#### To do:
Rewrite every one of the entries below, substituting "point format as in this example" for each occurrence of "marker format as in this sample". Leave every other character unchanged.

Coordinate annotation entries
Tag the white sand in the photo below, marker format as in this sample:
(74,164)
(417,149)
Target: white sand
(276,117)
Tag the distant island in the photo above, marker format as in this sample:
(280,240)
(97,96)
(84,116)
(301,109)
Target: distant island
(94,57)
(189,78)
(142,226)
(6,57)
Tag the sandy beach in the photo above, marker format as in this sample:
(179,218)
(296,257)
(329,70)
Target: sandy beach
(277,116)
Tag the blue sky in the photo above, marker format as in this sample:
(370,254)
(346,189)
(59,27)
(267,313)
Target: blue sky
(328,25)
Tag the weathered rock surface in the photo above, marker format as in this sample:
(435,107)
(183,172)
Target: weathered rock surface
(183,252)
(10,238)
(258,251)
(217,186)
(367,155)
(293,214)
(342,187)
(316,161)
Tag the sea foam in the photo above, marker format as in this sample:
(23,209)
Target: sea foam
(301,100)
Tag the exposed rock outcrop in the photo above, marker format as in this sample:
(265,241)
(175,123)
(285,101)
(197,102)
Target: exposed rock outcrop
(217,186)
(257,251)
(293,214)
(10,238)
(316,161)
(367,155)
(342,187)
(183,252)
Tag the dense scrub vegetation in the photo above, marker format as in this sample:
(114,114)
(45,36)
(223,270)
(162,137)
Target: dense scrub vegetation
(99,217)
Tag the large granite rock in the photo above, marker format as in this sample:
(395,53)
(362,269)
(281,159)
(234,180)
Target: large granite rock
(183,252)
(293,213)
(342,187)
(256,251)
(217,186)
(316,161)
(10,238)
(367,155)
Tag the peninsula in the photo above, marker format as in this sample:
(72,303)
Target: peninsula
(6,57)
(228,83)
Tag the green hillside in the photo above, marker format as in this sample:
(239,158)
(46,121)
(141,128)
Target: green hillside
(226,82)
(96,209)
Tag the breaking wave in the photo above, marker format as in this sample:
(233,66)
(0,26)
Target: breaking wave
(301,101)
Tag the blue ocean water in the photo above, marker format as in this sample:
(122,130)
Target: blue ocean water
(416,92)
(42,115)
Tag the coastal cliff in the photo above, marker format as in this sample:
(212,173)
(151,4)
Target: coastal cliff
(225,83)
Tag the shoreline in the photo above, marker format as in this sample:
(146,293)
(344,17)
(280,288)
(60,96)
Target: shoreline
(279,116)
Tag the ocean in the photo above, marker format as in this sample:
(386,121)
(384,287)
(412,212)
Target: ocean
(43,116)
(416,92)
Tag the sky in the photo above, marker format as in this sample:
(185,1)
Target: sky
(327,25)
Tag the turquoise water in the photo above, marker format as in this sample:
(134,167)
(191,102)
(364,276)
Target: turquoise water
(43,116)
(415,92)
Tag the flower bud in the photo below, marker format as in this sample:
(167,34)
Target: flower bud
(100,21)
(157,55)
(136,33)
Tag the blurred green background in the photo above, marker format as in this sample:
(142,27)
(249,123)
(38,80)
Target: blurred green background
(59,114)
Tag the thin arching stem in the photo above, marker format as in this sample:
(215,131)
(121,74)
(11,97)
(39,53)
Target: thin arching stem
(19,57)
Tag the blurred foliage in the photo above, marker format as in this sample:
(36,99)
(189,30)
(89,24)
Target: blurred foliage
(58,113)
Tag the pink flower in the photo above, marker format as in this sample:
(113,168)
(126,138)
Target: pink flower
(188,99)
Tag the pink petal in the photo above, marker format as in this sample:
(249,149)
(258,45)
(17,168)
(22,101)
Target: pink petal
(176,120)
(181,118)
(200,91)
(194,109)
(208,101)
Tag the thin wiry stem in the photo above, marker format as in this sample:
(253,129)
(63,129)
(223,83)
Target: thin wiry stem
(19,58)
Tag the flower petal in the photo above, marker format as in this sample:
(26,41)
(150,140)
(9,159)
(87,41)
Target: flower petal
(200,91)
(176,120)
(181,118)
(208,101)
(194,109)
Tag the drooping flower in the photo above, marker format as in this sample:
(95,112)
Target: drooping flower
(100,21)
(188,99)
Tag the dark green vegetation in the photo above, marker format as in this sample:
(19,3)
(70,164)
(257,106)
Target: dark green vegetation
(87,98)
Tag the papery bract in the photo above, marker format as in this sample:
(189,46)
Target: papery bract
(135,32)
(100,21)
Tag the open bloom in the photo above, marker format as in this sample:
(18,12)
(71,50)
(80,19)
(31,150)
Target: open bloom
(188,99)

#### Worked solution:
Tag the white sand in the photo below, point format as in this example:
(74,164)
(417,149)
Target: white sand
(276,117)
Tag the distant island in the photo above, point format as in this example:
(280,240)
(97,96)
(84,116)
(301,109)
Target: distant island
(94,57)
(189,78)
(142,226)
(6,57)
Tag the sandy beach in the photo above, point format as in this example:
(179,218)
(296,257)
(329,70)
Target: sandy beach
(277,116)
Tag the blue sky in the photo above, point format as in this example:
(370,254)
(346,189)
(59,27)
(267,313)
Target: blue sky
(328,25)
Tag the weathered rock surface in the photo above, point format as in this example:
(435,107)
(183,172)
Target: weathered rock surface
(183,252)
(10,238)
(258,251)
(217,186)
(367,155)
(293,214)
(342,187)
(316,161)
Tag the sea foam in the photo above, point format as in this example:
(23,209)
Target: sea foam
(301,100)
Tag the exposed rock outcrop in the photo above, point format as in this example:
(265,241)
(175,123)
(285,101)
(197,102)
Target: exposed rock outcrop
(217,186)
(257,251)
(293,214)
(10,238)
(316,161)
(367,155)
(342,187)
(183,252)
Tag the dense scrub vegetation in the photo above, point format as in this example:
(114,114)
(45,36)
(223,270)
(162,137)
Target: dense scrub vegetation
(99,217)
Tag the large granite rock in the photo above, point format as in this example:
(395,53)
(362,269)
(281,159)
(234,180)
Target: large granite rock
(183,252)
(293,213)
(342,187)
(256,251)
(217,186)
(316,161)
(10,238)
(367,155)
Tag the peninsula in the photo above, point format as in this example:
(72,303)
Target: peninsula
(6,57)
(228,83)
Tag the green hillside in the photo above, point format as in this example:
(239,158)
(46,121)
(141,128)
Target: green hillside
(226,82)
(96,209)
Tag the breaking wave in the photo above, point format as in this example:
(233,66)
(0,26)
Target: breaking wave
(301,101)
Tag the blue ocean water in the photo above, point format as in this example:
(122,130)
Target: blue ocean water
(416,92)
(42,115)
Tag the coastal cliff in the photo above, point format as in this example:
(212,173)
(151,4)
Target: coastal cliff
(225,83)
Tag the shoreline in the photo above, point format as in this example:
(146,293)
(344,17)
(280,288)
(60,96)
Target: shoreline
(279,116)
Tag the ocean in the photo above, point format as in this example:
(386,121)
(384,287)
(412,212)
Target: ocean
(43,116)
(416,92)
Tag the sky in the photo above, point format as in this example:
(185,1)
Target: sky
(327,25)
Tag the turquoise water in the photo above, point format as in this example:
(134,167)
(191,102)
(364,276)
Target: turquoise water
(43,116)
(415,92)
Tag the flower bud in the photo below, point format as in this example:
(167,34)
Target: flower bud
(100,21)
(157,55)
(136,33)
Tag the blurred green background in the photo above, point format as in this example:
(142,27)
(249,123)
(38,80)
Target: blurred green background
(59,114)
Tag the thin arching stem in the photo above, point format as in this example:
(215,131)
(121,74)
(11,97)
(39,53)
Target: thin arching stem
(19,57)
Tag the blurred foliage in the photo above, point format as in this example:
(36,99)
(189,30)
(89,24)
Target: blurred foliage
(58,113)
Tag the pink flower in the photo above, point format as in this example:
(113,168)
(126,138)
Target: pink flower
(188,99)
Tag the pink petal in the photo above, point format as in this example:
(249,149)
(258,45)
(17,168)
(22,101)
Target: pink petal
(176,120)
(181,118)
(200,91)
(194,109)
(208,101)
Tag the thin wiry stem in the photo above, point format as in this example:
(253,129)
(63,129)
(223,83)
Target: thin wiry stem
(19,58)
Tag the flower petal in the photo above, point format as in this example:
(26,41)
(150,140)
(9,159)
(87,41)
Target: flower petal
(200,91)
(176,120)
(181,118)
(208,101)
(194,109)
Tag the drooping flower in the photo above, point format as in this example:
(95,112)
Target: drooping flower
(100,21)
(188,99)
Tag the dark green vegetation in the photo above, point format as in this example:
(19,3)
(70,164)
(257,106)
Target: dark green vegetation
(87,98)
Tag the papery bract in the photo above, point format as in this example:
(189,46)
Target: papery bract
(135,32)
(100,21)
Tag the open bloom in the photo above, point format as in this example:
(18,12)
(71,50)
(80,19)
(31,150)
Target: open bloom
(188,99)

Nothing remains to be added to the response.